>> START

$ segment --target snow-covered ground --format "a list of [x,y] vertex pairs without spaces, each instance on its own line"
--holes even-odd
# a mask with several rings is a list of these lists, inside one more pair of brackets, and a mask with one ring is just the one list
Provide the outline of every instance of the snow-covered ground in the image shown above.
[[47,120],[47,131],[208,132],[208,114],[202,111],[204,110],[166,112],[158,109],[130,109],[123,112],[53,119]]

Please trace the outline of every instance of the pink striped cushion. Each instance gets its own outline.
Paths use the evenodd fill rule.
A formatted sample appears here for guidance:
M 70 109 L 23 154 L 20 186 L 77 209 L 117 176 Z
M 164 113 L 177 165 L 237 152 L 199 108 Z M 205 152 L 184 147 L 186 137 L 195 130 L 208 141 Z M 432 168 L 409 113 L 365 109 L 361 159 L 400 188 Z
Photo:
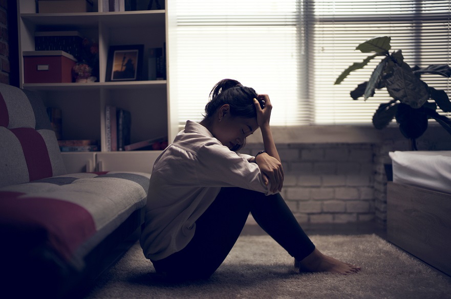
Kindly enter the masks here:
M 0 83 L 0 187 L 66 173 L 58 142 L 35 94 Z

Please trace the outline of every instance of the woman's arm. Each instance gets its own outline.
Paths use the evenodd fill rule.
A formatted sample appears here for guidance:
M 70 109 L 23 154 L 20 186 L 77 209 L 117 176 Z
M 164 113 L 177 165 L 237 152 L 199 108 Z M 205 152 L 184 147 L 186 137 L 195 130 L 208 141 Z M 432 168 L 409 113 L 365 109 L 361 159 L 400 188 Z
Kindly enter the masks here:
M 272 105 L 268 95 L 259 95 L 257 97 L 264 105 L 262 109 L 259 101 L 254 100 L 257 109 L 257 123 L 262 131 L 263 145 L 266 152 L 258 155 L 255 157 L 255 163 L 267 177 L 264 177 L 264 180 L 267 179 L 271 183 L 271 192 L 281 191 L 284 183 L 284 169 L 269 126 Z

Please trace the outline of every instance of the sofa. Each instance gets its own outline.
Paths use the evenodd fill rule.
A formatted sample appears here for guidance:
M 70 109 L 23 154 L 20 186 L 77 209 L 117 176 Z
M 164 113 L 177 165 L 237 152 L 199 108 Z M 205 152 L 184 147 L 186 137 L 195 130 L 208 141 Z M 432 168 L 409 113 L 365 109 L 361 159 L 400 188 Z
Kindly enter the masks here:
M 0 84 L 0 298 L 74 296 L 137 239 L 149 178 L 67 173 L 41 99 Z

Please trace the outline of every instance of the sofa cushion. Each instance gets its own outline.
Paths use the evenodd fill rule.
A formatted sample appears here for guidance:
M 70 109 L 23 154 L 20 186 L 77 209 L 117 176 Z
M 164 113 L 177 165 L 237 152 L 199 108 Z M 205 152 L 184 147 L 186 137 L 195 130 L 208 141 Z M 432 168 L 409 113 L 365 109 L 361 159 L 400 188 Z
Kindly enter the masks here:
M 0 84 L 0 187 L 66 173 L 38 96 Z
M 82 267 L 93 248 L 145 206 L 149 178 L 144 173 L 83 173 L 0 188 L 2 239 L 30 250 L 44 244 Z

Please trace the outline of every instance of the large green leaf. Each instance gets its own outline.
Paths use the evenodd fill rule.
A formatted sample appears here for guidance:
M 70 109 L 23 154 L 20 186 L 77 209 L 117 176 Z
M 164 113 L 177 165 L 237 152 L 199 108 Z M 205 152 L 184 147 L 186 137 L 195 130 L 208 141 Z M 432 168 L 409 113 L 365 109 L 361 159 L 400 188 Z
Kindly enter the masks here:
M 386 104 L 381 104 L 373 116 L 373 124 L 376 129 L 381 129 L 386 127 L 395 117 L 398 111 L 396 100 L 393 100 Z
M 341 73 L 340 76 L 338 76 L 338 78 L 337 78 L 337 80 L 335 80 L 335 83 L 334 84 L 339 84 L 341 83 L 345 78 L 348 77 L 348 75 L 352 72 L 353 71 L 355 71 L 356 70 L 359 70 L 359 68 L 361 68 L 365 65 L 368 64 L 368 62 L 370 61 L 377 56 L 377 54 L 374 54 L 374 55 L 371 55 L 371 56 L 368 56 L 361 62 L 354 62 L 352 64 L 352 65 L 348 67 L 346 70 L 343 71 L 343 73 Z
M 364 53 L 370 52 L 385 53 L 392 48 L 392 46 L 390 45 L 391 39 L 389 36 L 374 37 L 360 43 L 355 49 Z
M 443 112 L 451 112 L 451 102 L 449 102 L 449 98 L 444 90 L 431 87 L 431 98 L 435 100 Z
M 367 100 L 369 98 L 374 95 L 374 90 L 376 86 L 379 85 L 379 83 L 383 76 L 383 70 L 385 69 L 388 59 L 389 57 L 385 57 L 382 59 L 373 71 L 363 95 L 365 100 Z
M 449 78 L 451 77 L 451 68 L 447 64 L 431 64 L 427 67 L 419 68 L 414 71 L 415 74 L 433 74 Z
M 398 105 L 395 117 L 399 124 L 399 130 L 404 137 L 416 139 L 424 133 L 427 128 L 426 110 L 429 109 L 423 107 L 414 109 L 402 103 Z
M 448 133 L 451 134 L 451 120 L 444 116 L 440 115 L 437 111 L 426 109 L 426 113 L 431 118 L 435 119 L 437 122 L 441 125 L 442 127 L 446 130 Z
M 414 108 L 419 108 L 429 99 L 427 85 L 414 74 L 405 62 L 395 64 L 393 74 L 385 80 L 385 87 L 390 96 Z
M 351 97 L 352 98 L 353 100 L 357 100 L 363 95 L 365 93 L 365 89 L 367 89 L 367 84 L 368 84 L 368 81 L 366 81 L 358 85 L 354 90 L 350 93 Z

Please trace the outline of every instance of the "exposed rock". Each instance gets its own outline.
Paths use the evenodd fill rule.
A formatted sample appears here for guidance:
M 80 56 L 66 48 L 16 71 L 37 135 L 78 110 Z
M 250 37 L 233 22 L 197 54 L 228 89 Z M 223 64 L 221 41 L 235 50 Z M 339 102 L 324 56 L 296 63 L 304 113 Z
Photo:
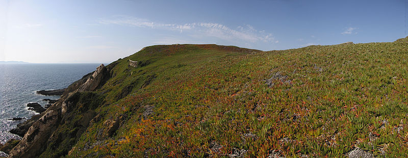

>> END

§ What needs to be done: Rewrite all of the lines above as a numbered list, leaving out the blank lines and the pictures.

§ The response:
1. $ segment --target snow-covered ground --format "a list of [x,y] vertex pairs without spaces, each instance on its own line"
2. --holes even-odd
3. # a mask with several rings is a list of these lists, inside one more pair of brackets, and a mask with one ring is just the one list
4. Provide the outline of every instance of the snow-covered ground in the image shown above.
5. [[47,120],[47,131],[208,132],[208,114],[202,111],[204,110],[166,112],[158,109],[130,109],[123,112],[53,119]]
6. Please trace the outline of every instance of the pink striped cushion. Each instance gets its own outline.
7. Paths use the evenodd fill rule.
8. A formatted sample appears here for guidance:
9. M 70 109 L 23 154 L 20 186 L 77 209 L 117 176 Z
10. M 164 113 L 177 165 L 237 152 L 199 108 Z M 205 152 L 184 147 L 186 137 L 195 130 L 208 141 Z M 432 168 L 409 113 L 365 109 L 361 159 L 400 188 Z
11. Photo:
12. Kindly enter the masks here:
13. M 0 83 L 0 187 L 66 173 L 58 142 L 35 94 Z
14. Please trace the outline of every instance of the woman's arm. Each instance gets its own outline.
15. Paths use the evenodd fill rule.
16. A formatted sample appears here for guidance:
17. M 70 109 L 23 154 L 20 186 L 77 209 L 117 176 Z
18. M 164 113 L 177 165 L 237 152 L 199 108 Z M 205 152 L 184 147 L 186 137 L 195 130 L 208 141 Z M 432 168 L 409 113 L 365 109 L 361 159 L 400 188 Z
19. Kindly enter the masks here:
20. M 272 105 L 268 95 L 259 95 L 257 97 L 264 105 L 262 109 L 259 101 L 254 100 L 257 109 L 257 123 L 262 131 L 263 145 L 266 152 L 258 155 L 255 157 L 255 163 L 267 177 L 264 177 L 264 180 L 267 179 L 271 183 L 271 192 L 281 191 L 284 183 L 284 169 L 269 126 Z
21. Please trace the outline of every instance of the sofa. Each instance gets its own outline.
22. Paths use the evenodd fill rule.
23. A formatted sample appears here for guidance:
24. M 70 109 L 23 154 L 20 186 L 77 209 L 117 176 Z
25. M 164 113 L 177 165 L 237 152 L 199 108 Z M 205 152 L 184 147 L 186 137 L 195 130 L 208 141 Z M 432 168 L 409 113 L 365 109 L 361 159 L 400 188 Z
26. Kindly enter the masks here:
27. M 0 84 L 0 298 L 74 296 L 137 239 L 149 178 L 67 173 L 41 99 Z
28. Please trace the outline of every instance of the sofa cushion. Each instance gets its own outline.
29. Paths use the evenodd fill rule.
30. A formatted sample appears here for guidance:
31. M 70 109 L 23 154 L 20 186 L 77 209 L 117 176 Z
32. M 164 113 L 177 165 L 237 152 L 199 108 Z M 205 152 L 184 147 L 186 137 L 195 130 L 208 141 Z M 432 168 L 409 113 L 365 109 L 361 159 L 400 188 Z
33. Kindly enter the masks here:
34. M 0 84 L 0 187 L 66 173 L 38 96 Z
35. M 82 267 L 93 248 L 145 206 L 149 178 L 144 173 L 83 173 L 0 188 L 2 239 L 30 250 L 44 244 Z
36. Please trace the outline of every instance of the large green leaf. Each instance gets its own outline.
37. Paths use the evenodd fill rule.
38. A formatted sample appears here for guidance:
39. M 70 109 L 23 154 L 20 186 L 77 209 L 117 176 Z
40. M 164 113 L 177 165 L 237 152 L 199 108 Z M 205 152 L 184 147 L 186 137 L 195 130 L 208 141 Z M 432 168 L 409 113 L 365 109 L 361 159 L 400 188 Z
41. Kindly enter the masks here:
42. M 386 104 L 381 104 L 373 116 L 373 124 L 376 129 L 381 129 L 386 127 L 395 117 L 398 111 L 396 100 L 393 100 Z
43. M 341 73 L 340 76 L 338 76 L 338 78 L 337 78 L 337 80 L 335 80 L 335 83 L 334 84 L 339 84 L 341 83 L 345 78 L 348 77 L 348 75 L 352 72 L 353 71 L 355 71 L 356 70 L 359 70 L 359 68 L 361 68 L 365 65 L 368 64 L 368 62 L 370 61 L 377 56 L 377 54 L 374 54 L 374 55 L 371 55 L 371 56 L 368 56 L 361 62 L 354 62 L 352 64 L 352 65 L 348 67 L 346 70 L 343 71 L 343 73 Z
44. M 364 53 L 370 52 L 385 53 L 392 48 L 392 46 L 390 45 L 391 39 L 389 36 L 374 37 L 360 43 L 355 49 Z
45. M 443 112 L 451 112 L 451 102 L 449 102 L 449 98 L 444 90 L 431 87 L 431 98 L 435 100 Z
46. M 367 100 L 369 98 L 374 95 L 374 90 L 376 86 L 379 85 L 379 83 L 383 76 L 383 70 L 385 69 L 388 59 L 389 57 L 385 57 L 382 59 L 373 71 L 363 95 L 365 100 Z
47. M 449 78 L 451 77 L 451 68 L 447 64 L 431 64 L 427 67 L 419 68 L 414 71 L 415 74 L 433 74 Z
48. M 398 105 L 395 117 L 399 124 L 399 130 L 404 137 L 416 139 L 424 133 L 427 128 L 426 110 L 429 109 L 423 107 L 414 109 L 402 103 Z
49. M 448 133 L 451 134 L 451 120 L 444 116 L 440 115 L 437 111 L 426 109 L 426 113 L 431 118 L 435 119 L 437 122 L 441 125 L 442 127 L 446 130 Z
50. M 414 108 L 419 108 L 429 99 L 427 85 L 414 74 L 405 62 L 395 64 L 393 74 L 385 80 L 385 87 L 390 96 Z
51. M 351 97 L 352 98 L 353 100 L 357 100 L 363 95 L 365 93 L 365 89 L 367 89 L 367 84 L 368 84 L 368 81 L 366 81 L 358 85 L 354 90 L 350 93 Z
52. Please trace the outline of every instance of the "exposed rock". Each instance gets its own outline.
53. Paths use the evenodd fill rule.
54. A formatted sample appears here for guidance:
55. M 80 56 L 66 48 L 16 71 L 37 135 L 78 110 Z
56. M 250 37 L 233 22 L 197 54 L 228 89 Z M 223 64 L 221 41 L 235 50 Z M 339 102 L 324 56 L 296 63 L 304 113 Z
57. Photo:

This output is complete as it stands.